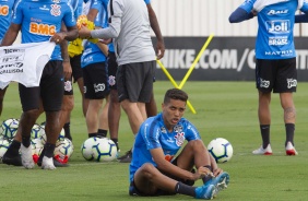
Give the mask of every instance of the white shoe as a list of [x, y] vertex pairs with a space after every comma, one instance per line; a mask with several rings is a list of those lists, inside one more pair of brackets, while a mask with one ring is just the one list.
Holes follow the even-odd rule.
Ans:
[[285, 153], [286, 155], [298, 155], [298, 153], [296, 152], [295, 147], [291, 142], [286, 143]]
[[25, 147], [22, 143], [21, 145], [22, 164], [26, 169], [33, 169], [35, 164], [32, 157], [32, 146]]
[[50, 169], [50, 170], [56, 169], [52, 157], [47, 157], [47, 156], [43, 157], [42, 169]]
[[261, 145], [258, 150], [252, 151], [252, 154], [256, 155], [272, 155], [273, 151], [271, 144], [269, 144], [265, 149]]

+ + +

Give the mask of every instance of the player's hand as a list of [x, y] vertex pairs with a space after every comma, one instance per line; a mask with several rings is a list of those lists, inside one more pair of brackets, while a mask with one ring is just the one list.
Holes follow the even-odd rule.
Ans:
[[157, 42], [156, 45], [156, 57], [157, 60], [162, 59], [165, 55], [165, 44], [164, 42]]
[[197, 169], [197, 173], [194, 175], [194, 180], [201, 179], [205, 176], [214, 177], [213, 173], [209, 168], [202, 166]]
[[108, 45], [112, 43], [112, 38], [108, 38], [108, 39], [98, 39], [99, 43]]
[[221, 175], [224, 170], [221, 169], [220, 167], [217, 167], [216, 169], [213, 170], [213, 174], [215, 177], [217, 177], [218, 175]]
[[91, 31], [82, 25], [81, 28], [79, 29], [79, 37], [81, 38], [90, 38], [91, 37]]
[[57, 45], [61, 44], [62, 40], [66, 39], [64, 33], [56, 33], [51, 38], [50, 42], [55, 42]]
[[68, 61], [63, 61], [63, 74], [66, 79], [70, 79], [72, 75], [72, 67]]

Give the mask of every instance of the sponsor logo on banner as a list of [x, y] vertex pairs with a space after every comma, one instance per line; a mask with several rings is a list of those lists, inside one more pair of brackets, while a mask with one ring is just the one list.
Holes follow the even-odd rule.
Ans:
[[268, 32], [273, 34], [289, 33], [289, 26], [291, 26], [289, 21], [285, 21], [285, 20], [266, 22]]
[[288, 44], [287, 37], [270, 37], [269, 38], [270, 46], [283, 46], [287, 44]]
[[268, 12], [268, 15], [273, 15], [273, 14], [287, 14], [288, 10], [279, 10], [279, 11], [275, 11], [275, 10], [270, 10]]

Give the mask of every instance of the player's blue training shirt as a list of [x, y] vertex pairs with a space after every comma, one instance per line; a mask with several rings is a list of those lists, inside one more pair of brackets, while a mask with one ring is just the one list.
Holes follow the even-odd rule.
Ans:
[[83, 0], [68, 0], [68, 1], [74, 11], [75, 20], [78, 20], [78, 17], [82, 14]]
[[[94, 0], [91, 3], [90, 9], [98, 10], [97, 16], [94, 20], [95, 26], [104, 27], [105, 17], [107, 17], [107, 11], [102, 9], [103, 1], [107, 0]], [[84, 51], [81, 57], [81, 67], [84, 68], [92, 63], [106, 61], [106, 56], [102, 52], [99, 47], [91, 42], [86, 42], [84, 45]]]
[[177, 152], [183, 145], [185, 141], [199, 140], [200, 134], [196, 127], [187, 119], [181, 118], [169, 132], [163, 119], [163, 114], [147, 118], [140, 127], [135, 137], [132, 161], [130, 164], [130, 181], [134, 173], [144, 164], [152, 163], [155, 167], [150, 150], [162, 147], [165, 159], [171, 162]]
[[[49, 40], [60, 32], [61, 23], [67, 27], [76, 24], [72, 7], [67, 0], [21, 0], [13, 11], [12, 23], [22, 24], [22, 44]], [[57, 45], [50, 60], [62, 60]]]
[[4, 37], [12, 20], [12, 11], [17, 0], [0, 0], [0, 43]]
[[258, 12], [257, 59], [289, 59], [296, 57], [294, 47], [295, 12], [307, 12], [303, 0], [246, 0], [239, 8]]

+ + +

Copy the lines of the entries from the one with "Give the mask of every instance of the white" up to and including the one with "144], [265, 149]]", exactly as they appear and with nothing else.

Give the mask of every instance of the white shoe as a list of [x, y] vertex pairs with a space after every comma, one instance per line; a mask with several rings is a list of those lists, inside one more pair of brackets, while a mask with one ring is just the one list.
Holes follow the even-odd rule.
Ans:
[[285, 153], [286, 155], [298, 155], [298, 153], [296, 152], [295, 147], [291, 142], [286, 143]]
[[25, 147], [22, 143], [21, 145], [22, 164], [26, 169], [33, 169], [35, 164], [32, 157], [32, 146]]
[[50, 169], [50, 170], [56, 169], [52, 157], [47, 157], [47, 156], [43, 157], [42, 169]]
[[261, 145], [258, 150], [252, 151], [252, 154], [256, 155], [272, 155], [273, 151], [271, 144], [269, 144], [265, 149]]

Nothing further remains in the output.